#### [Given task]
Please copy each of the items below word for word, keeping their order.
++++ Data entries
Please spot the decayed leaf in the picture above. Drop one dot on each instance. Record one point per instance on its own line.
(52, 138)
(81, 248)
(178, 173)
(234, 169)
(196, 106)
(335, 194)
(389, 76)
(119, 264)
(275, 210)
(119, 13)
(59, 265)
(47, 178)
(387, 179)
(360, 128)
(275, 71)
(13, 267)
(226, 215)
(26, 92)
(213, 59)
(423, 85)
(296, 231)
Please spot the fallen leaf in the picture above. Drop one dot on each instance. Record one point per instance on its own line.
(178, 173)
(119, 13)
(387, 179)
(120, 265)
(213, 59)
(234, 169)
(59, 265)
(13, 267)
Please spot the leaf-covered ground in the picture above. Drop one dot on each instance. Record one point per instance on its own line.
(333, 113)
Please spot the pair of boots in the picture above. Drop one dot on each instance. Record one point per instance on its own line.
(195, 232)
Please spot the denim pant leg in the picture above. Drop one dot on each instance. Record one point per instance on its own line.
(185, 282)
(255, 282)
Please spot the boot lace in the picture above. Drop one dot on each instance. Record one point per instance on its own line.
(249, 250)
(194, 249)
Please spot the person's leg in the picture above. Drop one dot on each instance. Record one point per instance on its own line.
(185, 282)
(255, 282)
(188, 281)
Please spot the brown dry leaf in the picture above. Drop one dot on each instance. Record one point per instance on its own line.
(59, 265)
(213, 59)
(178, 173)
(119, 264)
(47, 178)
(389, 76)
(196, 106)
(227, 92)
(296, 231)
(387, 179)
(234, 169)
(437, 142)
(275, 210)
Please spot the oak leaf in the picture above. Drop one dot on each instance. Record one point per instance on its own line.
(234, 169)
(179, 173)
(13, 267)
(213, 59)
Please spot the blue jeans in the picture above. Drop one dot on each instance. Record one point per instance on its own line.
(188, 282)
++++++++
#### [Solved exercise]
Please spot the decayed leaf in the picture above. Drop one dot on each instance. Record one point per instance on its own line.
(52, 138)
(81, 248)
(178, 173)
(234, 169)
(196, 106)
(335, 194)
(389, 76)
(119, 264)
(275, 210)
(119, 13)
(59, 265)
(47, 178)
(387, 179)
(360, 128)
(275, 71)
(13, 267)
(226, 215)
(26, 92)
(213, 59)
(423, 85)
(296, 231)
Please spot the fallen leaf in the picture above. Drop one dot on each instance. Record one point per instance on its own line.
(178, 173)
(119, 13)
(387, 179)
(120, 265)
(213, 59)
(234, 169)
(59, 265)
(13, 267)
Please spot the leaf-covered ground in the picture above. Drop one dot on each instance. Record one point per instance on its own line.
(333, 113)
Please spot the pair of boots in the picture above. Drop one dot on each instance. Record one point per instance on its own line.
(195, 232)
Please spot the denim pant leg in the picture above. Drop one dot on each instance. Record one point per instance on its own line.
(185, 282)
(255, 282)
Please spot the boot lace in the picture above. Drop one dot on each instance. Record one point per instance on its own line.
(249, 250)
(194, 249)
Please spot the person's leg in the picture above. Drop one dot on each instance. Record one point per instance on its own line.
(185, 282)
(255, 282)
(188, 281)
Please spot the brown dry leaf in the picture above. Drop one dot on each instance. Record one point per instance on its own line.
(59, 265)
(213, 59)
(178, 173)
(119, 264)
(47, 178)
(389, 76)
(196, 106)
(227, 92)
(296, 231)
(387, 179)
(234, 169)
(437, 142)
(275, 210)
Please spot the oak leaf in the picture above. Drop one dot on each instance. Record one point per instance on its own line.
(234, 169)
(179, 173)
(13, 267)
(213, 59)
Please spot the blue jeans in the picture above. Drop one dot on each instance. Record one point per instance on its own line.
(188, 282)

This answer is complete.